Output the lines below, from the one containing "the ceiling fan" through the one containing "[[355, 229]]", both included, as a JSON list of strings with one string per line and blank lines omitted.

(Pointing dataset excerpts)
• • •
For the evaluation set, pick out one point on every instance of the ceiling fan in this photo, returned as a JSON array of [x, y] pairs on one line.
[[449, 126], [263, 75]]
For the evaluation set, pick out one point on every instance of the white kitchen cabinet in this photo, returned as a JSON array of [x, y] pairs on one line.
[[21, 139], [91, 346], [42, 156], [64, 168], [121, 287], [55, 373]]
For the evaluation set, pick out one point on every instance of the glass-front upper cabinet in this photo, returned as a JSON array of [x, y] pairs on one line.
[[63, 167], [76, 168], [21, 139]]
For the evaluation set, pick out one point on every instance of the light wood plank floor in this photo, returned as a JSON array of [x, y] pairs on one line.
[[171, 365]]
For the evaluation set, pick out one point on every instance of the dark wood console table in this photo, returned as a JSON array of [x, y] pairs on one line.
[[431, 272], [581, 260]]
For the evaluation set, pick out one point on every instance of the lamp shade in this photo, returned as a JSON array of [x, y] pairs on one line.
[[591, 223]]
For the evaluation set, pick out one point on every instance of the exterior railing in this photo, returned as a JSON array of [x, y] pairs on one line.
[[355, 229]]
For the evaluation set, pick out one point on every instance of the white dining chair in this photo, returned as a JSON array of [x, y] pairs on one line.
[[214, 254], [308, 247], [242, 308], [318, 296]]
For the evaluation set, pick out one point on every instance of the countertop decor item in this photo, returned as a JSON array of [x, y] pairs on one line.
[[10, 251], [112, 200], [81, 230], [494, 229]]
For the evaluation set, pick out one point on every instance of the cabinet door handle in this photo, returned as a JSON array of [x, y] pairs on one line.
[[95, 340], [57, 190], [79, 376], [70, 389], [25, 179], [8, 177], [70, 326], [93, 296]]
• • •
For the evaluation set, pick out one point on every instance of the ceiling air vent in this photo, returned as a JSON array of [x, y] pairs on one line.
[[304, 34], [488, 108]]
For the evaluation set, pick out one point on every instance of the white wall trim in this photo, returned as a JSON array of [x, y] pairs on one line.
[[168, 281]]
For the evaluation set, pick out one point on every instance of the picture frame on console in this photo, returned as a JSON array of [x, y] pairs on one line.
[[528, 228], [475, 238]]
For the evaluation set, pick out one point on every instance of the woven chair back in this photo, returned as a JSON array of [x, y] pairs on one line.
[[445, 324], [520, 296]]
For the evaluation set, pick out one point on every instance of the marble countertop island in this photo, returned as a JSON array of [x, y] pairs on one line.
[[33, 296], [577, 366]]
• • •
## Result for this task
[
  "For the evaluation set, pick out one point on every instance of the ceiling fan in this photo, returned as a JSON array of [x, y] pairs on one line.",
  "[[449, 126], [263, 75]]",
  "For the evaluation set, pick out one point on every instance of the white kitchen cabinet in this photo, returned as a JSON array of [x, y] pairs on one line.",
  "[[21, 139], [91, 346], [42, 156], [64, 168], [121, 287], [55, 373]]",
  "For the evaluation set, pick out one point on every instance of the glass-front upper cabinet in this photo, returned as a JSON array of [x, y] pairs on one line.",
  "[[63, 167], [76, 168], [21, 139]]",
  "For the evaluation set, pick out one point on every instance of the light wood plank floor in this photo, returned as a JSON array of [x, y] pairs on one line.",
  "[[171, 365]]",
  "For the evaluation set, pick out one point on every instance of the dark wood console table in this photo, returned as a JSON array of [x, y] pairs on one line.",
  "[[431, 272], [581, 260]]",
  "For the evaluation set, pick out one point on every instance of the lamp shade in this photo, returned as a JSON array of [x, y] pairs on one line.",
  "[[591, 223]]",
  "For the evaluation set, pick out one point on every instance of the exterior railing in this photo, returned as a JSON array of [x, y] pairs on one line.",
  "[[355, 229]]"
]